[start of SUPPLIED PASSAGE]

I don't have the ice cube trays or melon baller. I have little skull and pumpkin ice trays though. The skulls could be cool. I could use black food coloring to paint them.


----------



## Dark Star (Sep 24, 2007)

MM are you going to try the dollar tree trays?


----------



## TheGothicPrincess (Sep 7, 2007)

I am headed to the grocery store, to pick up the ingrediants to make these tonight. I will post later ... success or failure. I will not be doing the eyeballs, more just to see how this recipe tastes.


----------



## MrsMyers666 (Oct 19, 2004)

Dark Star said:


> MM are you going to try the dollar tree trays?


Yes, they're silicone trays from Dollar Tree.


----------



## TheGothicPrincess (Sep 7, 2007)

Went last night and got everything.

[end of SUPPLIED PASSAGE]
[start of RECORDS TO PROCESS]

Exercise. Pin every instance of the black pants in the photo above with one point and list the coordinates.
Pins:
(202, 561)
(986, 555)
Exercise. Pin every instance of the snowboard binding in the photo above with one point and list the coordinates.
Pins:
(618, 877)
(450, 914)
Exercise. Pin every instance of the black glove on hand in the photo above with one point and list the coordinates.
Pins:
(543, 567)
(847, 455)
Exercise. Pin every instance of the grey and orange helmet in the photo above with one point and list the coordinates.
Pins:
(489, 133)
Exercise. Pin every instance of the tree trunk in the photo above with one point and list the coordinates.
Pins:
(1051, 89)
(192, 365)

[end of RECORDS TO PROCESS]
[start of RECORDS TO PROCESS]

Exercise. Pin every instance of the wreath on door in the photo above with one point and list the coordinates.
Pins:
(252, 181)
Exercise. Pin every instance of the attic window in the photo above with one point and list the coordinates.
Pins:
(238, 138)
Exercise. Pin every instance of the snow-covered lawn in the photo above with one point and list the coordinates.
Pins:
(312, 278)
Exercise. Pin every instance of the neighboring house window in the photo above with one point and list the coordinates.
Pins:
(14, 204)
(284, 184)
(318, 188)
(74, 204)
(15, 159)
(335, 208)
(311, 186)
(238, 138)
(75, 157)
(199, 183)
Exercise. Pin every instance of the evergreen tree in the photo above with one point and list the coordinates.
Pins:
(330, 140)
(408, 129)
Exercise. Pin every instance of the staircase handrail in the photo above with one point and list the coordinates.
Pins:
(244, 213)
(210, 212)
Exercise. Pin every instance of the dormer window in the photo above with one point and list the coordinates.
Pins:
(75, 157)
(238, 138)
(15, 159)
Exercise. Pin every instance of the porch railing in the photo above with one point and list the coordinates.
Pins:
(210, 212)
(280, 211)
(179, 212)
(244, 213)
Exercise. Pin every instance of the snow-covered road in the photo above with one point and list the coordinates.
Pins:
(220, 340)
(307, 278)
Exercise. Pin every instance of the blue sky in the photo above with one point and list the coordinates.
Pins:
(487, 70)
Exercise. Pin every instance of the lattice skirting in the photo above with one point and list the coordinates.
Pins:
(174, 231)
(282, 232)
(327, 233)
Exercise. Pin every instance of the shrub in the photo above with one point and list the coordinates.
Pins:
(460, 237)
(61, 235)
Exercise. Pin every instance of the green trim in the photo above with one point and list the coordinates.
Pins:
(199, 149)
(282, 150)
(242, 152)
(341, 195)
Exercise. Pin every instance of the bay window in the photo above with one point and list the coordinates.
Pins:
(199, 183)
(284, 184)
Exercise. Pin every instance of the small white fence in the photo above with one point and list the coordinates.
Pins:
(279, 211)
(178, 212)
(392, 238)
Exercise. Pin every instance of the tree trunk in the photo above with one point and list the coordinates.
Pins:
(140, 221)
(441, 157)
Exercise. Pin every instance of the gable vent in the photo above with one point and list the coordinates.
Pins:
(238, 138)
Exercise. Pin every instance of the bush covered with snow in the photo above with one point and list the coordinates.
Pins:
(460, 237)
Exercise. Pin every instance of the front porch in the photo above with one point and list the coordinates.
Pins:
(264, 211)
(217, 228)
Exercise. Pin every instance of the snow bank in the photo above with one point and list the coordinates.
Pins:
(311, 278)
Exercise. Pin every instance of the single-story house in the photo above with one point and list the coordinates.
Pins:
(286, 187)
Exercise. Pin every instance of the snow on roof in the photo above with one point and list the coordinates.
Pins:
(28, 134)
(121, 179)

[end of RECORDS TO PROCESS]
[start of RECORDS TO PROCESS]

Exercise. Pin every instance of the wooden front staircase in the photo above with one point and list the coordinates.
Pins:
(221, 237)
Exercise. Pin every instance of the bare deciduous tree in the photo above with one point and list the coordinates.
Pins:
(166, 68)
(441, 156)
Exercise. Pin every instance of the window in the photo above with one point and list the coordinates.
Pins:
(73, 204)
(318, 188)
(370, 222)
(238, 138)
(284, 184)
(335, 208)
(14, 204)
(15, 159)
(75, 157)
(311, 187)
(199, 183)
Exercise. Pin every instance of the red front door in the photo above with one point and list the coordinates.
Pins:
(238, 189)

[end of RECORDS TO PROCESS]

*WORK TO COMPLETE:*
(A) Answer these questions from the forum thread:
(i) What shapes are the ice trays that the first post says its writer has?
(ii) What are the Dollar Tree trays made of?
(iii) What part of the recipe does TheGothicPrincess plan to skip?
(B) Find each line of the listing that contains the word "black", and copy those lines.
The forum thread and the listing come from separate sources.

*SOLVED TASKS:*
(A)
(i) Skull and pumpkin.
(ii) Silicone.
(iii) The eyeballs.

(B)
Exercise. Pin every instance of the black pants in the photo above with one point and list the coordinates.
Exercise. Pin every instance of the black glove on hand in the photo above with one point and list the coordinates.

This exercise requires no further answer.